Assignment: Reproduce everything from "Are there times" down to "your cash flow?" in the passage on business cash flow below.
[Extract provided]
Are there times when you don’t have enough money in the bank account to pay the bills, wages or the ATO? Does this cause you to freak out about your cash flow?
There are several times during the business lifecycle when cash flow challenges will arise unless you have a sufficient buffer of funds in the bank to carry you through these times.
One circumstance is during periods of growth when you’re required to pay out costs before the higher revenue is received into your bank account. This could be the need to pay additional wages when the income from their work isn’t received until 30 or 60 days later.
Another circumstance is when your clients or customers delay paying their invoices to you. This frequently happens in the construction industry but can happen to anyone.
Let’s face it, cash flow challenges are part of doing business. It’s a struggle during those time periods but there are 3 steps you can take to minimise the impact of a shortage of money.
[/Extract provided]
[Data shown]
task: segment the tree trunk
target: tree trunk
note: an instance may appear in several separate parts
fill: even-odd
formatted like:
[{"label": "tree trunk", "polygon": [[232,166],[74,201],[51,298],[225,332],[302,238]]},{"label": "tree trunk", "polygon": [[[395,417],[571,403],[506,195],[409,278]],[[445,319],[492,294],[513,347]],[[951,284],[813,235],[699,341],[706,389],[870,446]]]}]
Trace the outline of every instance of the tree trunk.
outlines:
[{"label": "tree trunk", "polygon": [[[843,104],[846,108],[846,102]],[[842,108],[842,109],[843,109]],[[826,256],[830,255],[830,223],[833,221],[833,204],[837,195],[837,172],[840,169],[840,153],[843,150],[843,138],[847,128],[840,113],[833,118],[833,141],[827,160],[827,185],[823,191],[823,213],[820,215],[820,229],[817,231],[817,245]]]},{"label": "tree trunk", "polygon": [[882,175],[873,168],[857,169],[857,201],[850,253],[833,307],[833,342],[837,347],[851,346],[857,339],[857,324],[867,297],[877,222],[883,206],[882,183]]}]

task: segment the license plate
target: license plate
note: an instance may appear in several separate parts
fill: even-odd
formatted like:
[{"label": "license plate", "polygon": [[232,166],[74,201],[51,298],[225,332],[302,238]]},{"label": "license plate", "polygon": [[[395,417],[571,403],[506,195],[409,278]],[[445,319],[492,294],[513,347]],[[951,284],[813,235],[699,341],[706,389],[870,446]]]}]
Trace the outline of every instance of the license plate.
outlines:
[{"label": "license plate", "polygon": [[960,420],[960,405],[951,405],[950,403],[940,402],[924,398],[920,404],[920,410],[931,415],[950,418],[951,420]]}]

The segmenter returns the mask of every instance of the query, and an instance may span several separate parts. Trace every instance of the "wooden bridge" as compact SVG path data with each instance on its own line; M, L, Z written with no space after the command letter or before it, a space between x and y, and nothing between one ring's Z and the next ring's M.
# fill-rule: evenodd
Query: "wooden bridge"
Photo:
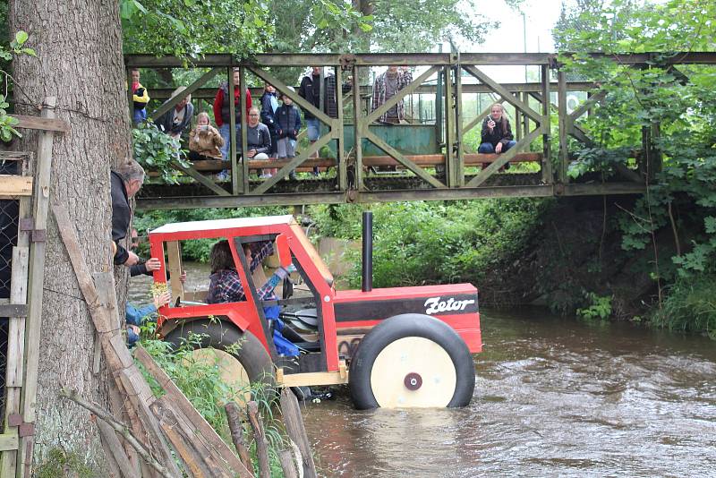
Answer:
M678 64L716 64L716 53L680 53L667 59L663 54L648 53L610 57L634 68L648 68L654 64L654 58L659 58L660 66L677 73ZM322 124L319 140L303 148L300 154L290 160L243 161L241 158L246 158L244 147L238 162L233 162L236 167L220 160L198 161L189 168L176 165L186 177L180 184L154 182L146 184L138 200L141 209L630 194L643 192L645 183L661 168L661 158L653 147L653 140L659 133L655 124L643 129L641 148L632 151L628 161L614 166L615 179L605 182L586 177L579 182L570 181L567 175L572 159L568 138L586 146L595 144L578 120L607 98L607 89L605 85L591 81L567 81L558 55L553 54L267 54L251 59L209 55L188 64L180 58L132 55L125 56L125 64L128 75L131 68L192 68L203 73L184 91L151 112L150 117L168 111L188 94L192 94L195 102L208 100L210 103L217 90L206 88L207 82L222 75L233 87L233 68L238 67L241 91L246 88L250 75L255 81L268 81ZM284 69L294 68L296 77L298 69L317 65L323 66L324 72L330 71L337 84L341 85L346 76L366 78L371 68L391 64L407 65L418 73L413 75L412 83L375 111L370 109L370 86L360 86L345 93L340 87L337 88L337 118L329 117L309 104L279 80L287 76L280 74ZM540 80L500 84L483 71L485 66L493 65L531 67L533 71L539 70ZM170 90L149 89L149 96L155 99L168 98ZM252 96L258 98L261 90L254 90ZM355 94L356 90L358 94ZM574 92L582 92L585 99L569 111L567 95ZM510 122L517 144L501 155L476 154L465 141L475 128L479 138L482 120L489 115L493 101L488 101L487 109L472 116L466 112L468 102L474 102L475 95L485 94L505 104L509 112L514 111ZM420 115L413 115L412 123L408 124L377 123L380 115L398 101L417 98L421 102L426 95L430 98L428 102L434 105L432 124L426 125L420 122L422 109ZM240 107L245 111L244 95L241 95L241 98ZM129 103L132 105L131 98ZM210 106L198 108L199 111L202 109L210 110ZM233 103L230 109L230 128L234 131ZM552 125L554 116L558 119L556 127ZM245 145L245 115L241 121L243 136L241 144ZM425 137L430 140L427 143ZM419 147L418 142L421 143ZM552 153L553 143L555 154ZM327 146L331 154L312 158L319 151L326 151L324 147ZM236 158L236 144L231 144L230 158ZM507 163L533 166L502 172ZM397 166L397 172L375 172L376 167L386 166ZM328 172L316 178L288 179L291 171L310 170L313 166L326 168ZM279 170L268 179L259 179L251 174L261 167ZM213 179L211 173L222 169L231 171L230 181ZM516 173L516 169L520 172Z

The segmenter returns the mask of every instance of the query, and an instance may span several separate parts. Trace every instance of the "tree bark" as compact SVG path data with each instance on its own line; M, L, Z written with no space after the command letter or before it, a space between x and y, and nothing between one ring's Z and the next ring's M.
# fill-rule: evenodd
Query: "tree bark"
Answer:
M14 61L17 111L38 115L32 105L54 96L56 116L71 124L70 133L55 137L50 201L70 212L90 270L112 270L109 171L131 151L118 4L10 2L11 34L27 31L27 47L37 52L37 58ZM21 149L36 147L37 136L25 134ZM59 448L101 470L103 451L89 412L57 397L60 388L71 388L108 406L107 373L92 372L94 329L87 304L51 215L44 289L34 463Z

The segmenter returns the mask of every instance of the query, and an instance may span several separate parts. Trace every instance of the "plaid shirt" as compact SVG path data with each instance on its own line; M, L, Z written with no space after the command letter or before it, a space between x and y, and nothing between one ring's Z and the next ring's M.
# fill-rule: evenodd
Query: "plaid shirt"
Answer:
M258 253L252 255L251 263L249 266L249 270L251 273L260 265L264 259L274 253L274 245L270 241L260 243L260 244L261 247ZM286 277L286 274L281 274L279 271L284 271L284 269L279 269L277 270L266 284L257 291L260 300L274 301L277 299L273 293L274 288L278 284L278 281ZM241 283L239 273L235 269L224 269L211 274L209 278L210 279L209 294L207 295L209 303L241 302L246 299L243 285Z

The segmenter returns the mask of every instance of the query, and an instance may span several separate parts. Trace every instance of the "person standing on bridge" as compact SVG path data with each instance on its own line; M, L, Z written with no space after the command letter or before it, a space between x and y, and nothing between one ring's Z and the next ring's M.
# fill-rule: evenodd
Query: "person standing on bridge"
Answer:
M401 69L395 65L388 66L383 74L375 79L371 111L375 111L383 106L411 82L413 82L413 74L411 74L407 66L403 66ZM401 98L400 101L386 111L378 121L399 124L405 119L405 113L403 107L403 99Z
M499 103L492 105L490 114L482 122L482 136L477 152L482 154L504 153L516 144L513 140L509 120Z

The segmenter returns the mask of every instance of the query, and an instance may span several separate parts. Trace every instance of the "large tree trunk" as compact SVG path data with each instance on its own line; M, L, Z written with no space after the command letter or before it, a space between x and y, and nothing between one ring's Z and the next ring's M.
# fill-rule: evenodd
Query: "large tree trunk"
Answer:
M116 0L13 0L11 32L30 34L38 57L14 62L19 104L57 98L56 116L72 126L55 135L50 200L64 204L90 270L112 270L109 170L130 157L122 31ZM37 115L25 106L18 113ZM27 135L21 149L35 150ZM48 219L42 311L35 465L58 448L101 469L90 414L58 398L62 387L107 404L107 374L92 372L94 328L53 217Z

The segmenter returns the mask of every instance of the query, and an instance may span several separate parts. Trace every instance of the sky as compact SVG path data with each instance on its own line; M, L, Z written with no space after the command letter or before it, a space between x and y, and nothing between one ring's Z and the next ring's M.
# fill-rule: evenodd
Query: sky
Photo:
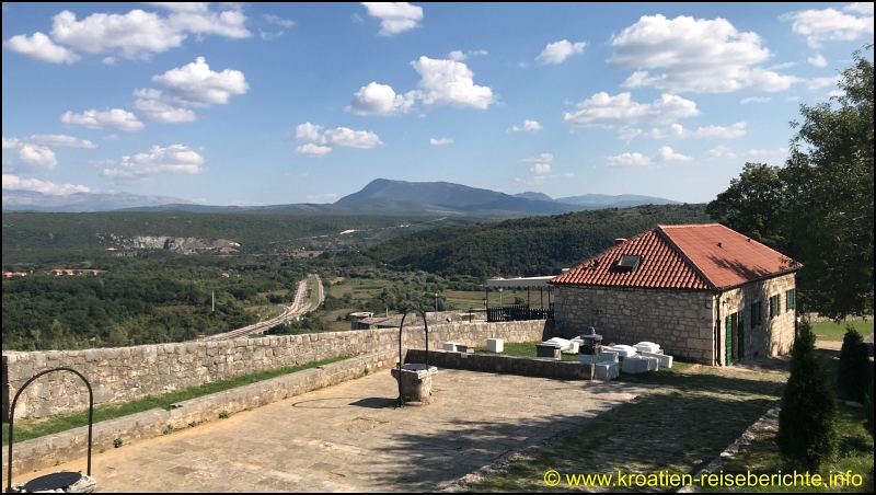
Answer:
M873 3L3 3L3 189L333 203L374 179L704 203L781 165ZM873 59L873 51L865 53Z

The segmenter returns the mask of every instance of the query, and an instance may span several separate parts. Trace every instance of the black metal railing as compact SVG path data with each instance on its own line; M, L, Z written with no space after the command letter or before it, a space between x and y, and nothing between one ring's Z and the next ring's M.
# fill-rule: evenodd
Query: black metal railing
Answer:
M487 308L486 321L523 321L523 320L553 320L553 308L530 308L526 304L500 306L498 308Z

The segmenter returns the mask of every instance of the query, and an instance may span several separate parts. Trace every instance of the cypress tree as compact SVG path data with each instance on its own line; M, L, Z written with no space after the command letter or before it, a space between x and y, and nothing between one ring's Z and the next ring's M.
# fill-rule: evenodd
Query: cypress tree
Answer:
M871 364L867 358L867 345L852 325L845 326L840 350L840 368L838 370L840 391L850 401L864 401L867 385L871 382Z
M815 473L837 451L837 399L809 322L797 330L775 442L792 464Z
[/Data shown]
Result:
Are there times when you don’t have enough money in the bank account to pay the bills, wages or the ATO? Does this cause you to freak out about your cash flow?